Supplied passage:
Next time, how Jesus reacts.
Pastor Pete
Notes: Brothers
of Jesus
One
of the dividing issues between Roman Catholicism and Protestantism is the family
of Jesus. In various places, the gospels
speak of relatives beyond Mary, the Mother of Jesus. What is translated here as ‘brothers’, in
other places as ‘brothers and sisters’, in my tradition, is translated as ‘cousins’
in the Roman Catholic tradition.
These
divisions have to do with the traditions around the person and the life of
Mary, Jesus’ Mother. She plays a far
more substantial role in the work and life of the church in the Roman Catholic tradition
than in the Protestant tradition. There
was a time in my life when I was ready to be far more polemic (according to
Wikipedea, “A polemic is contentious rhetoric that is intended to support a
specific position by forthright claims and undermining of the opposing position.”)
about this subject. In other words, I
was far more prepared to be a jerk about why I thought I was right and the
other side was wrong.
Where
I am now, I still believe that there is an over-investment in the person and
role of Mary in the Roman Catholic tradition, which includes a belief that she
had no other children. In contrast to
that, I think we of the Protestant, and the Reformed tradition especially, have
gone so far in opposition, that we have lost an important element in the life
and ministry of Jesus.

Material supplied:
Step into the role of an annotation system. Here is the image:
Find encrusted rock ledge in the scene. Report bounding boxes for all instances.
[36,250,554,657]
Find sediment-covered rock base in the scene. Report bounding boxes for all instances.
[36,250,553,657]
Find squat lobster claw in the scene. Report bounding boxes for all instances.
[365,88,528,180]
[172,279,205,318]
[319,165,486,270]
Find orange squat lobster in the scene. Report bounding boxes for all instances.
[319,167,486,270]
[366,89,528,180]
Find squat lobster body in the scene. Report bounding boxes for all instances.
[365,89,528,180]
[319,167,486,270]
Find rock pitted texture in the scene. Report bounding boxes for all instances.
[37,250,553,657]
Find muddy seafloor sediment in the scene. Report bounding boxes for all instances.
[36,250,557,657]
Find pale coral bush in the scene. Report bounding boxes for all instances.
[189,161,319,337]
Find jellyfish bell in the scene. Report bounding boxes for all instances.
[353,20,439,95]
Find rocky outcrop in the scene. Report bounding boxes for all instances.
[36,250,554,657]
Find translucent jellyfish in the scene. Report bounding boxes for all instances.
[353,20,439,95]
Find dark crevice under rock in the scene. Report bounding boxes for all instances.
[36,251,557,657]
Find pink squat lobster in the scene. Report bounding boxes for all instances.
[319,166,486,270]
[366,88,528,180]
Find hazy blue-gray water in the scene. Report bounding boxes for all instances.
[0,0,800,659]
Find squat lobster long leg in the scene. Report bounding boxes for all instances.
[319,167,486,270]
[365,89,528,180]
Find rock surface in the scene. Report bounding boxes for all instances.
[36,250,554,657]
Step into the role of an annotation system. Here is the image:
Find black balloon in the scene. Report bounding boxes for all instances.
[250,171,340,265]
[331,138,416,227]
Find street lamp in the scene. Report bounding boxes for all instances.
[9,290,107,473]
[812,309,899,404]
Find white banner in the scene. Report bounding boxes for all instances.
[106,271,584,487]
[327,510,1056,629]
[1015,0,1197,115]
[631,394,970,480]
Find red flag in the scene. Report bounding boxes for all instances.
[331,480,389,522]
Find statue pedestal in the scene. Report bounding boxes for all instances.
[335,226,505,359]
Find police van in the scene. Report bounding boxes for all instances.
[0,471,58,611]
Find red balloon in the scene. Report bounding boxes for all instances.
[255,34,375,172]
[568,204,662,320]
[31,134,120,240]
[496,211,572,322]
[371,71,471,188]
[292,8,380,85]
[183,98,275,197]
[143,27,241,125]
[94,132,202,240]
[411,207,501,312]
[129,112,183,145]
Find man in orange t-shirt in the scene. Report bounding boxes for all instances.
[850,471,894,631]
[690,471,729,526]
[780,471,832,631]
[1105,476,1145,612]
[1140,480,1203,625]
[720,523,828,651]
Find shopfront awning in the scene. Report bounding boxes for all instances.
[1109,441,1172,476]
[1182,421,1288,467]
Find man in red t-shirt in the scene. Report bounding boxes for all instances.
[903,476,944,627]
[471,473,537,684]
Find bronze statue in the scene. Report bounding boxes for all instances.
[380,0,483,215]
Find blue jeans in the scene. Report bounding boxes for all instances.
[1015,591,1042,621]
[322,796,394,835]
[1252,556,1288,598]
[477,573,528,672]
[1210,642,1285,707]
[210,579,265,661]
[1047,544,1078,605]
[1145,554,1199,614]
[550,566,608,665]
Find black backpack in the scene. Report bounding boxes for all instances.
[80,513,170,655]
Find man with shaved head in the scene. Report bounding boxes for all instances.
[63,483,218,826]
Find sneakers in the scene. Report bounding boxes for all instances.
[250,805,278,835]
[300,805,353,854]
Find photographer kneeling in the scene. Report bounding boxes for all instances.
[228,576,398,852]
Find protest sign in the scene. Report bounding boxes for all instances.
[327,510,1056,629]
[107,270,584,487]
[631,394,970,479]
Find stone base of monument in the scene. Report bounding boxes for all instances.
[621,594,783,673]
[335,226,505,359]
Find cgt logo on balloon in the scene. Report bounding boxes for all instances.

To do:
1 - In the notes on the brothers of Jesus, what word does the Roman Catholic tradition use for the relatives that the author's tradition calls "brothers"?
2 - In the notes on the brothers of Jesus, take the part that starts with the words containing "about this subject." and ends with "ministry of Jesus.", and write it out again with "jerk" changed to "bully".
3 - Write what comes next in the notes on the brothers of Jesus, picking up right after their last sentence.

Answers to the tasks:
1 - "Cousins."

2 -
about this subject. In other words, I
was far more prepared to be a bully about why I thought I was right and the
other side was wrong.
Where
I am now, I still believe that there is an over-investment in the person and
role of Mary in the Roman Catholic tradition, which includes a belief that she
had no other children. In contrast to
that, I think we of the Protestant, and the Reformed tradition especially, have
gone so far in opposition, that we have lost an important element in the life
and ministry of Jesus.

3 -
I am fully prepared to acknowledge those differences, but I am NOT going to fight about them.
Redemption of the First Born:
According
to the law of Moses, the first-born of every creature under God’s Rule, human
and animal, is sacred to the Lord. What
this means in terms of animals is that they are sacrificed to the Lord. What this means for people is that the first-born
sons (misogyny was SO rampant at that time) belonged to the Lord, but they were
‘redeemed’ by the families via animal sacrifice. Thus, this is what Mary and Joseph offered on
behalf of Jesus.
There
is more around the redemption of the first born. Abraham was called upon to sacrifice Isaac,
his ‘only’ son to God (ignoring Hagar and the sacrifice of her life and virtue
to give Abraham his son Ishmael; not being of the ‘proper’ wife, he basically
did not exist legally).
The last plague in Egypt
before the Exodus was God’s slaying of all the first born.
When the people of Israel
were being organized into a nation after they got out of Egypt, God’s first
call was that the first born would serve as the priests and those who did God’s
work among the nation. But because of other
events, there was a ‘swap’ and this role fell upon the tribe of the third Son
of Israel, onto the tribe of Levi.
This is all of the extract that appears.